◆ **Input rows**

--*--

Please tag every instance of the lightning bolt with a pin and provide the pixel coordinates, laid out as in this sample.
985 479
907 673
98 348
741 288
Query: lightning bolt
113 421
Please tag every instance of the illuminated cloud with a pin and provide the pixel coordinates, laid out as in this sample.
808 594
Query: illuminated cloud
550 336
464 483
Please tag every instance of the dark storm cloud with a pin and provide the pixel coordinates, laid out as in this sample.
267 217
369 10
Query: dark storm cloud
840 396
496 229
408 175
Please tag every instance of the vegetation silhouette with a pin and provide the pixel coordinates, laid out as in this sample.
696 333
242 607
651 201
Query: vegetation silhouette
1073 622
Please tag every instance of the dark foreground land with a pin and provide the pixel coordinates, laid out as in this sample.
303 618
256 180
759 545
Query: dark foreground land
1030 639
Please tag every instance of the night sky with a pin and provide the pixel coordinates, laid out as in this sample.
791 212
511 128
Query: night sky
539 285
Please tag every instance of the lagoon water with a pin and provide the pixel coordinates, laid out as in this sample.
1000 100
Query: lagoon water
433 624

--*--

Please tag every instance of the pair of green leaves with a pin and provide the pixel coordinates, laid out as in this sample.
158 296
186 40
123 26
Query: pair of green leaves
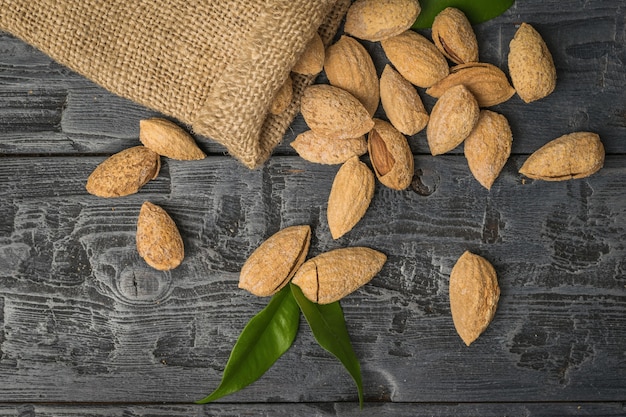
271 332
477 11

--*--

◆ **Exercise objective**
Keep only the lines of the data above that contain the word "night" and copy each one out in full.

◆ **Task solution**
Please tag every instance of the night sky with a pin and provide the pixel coordinates, laid out as in this sample.
Query: night sky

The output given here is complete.